### Stated task
Copy every line of the records below word for word, omitting the pictures.

### Data shown
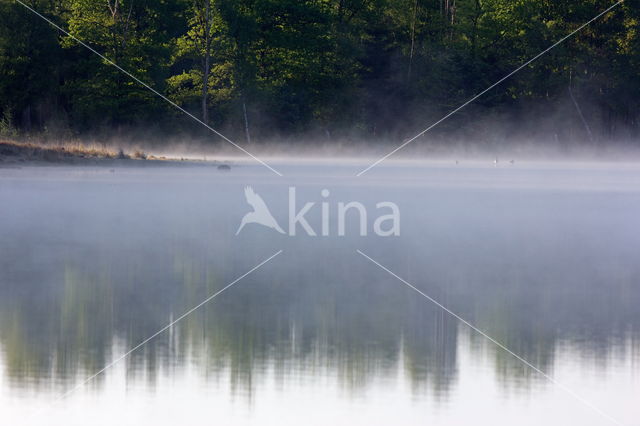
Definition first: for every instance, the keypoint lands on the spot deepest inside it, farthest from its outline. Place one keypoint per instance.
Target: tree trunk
(206, 62)
(413, 38)
(246, 120)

### Solution to the exercise
Definition first: for every instance, the keypoint lands on the spot deepest inside it, farthest from its outline. Place one keypoint per instance.
Target: tree trunk
(206, 62)
(413, 38)
(246, 120)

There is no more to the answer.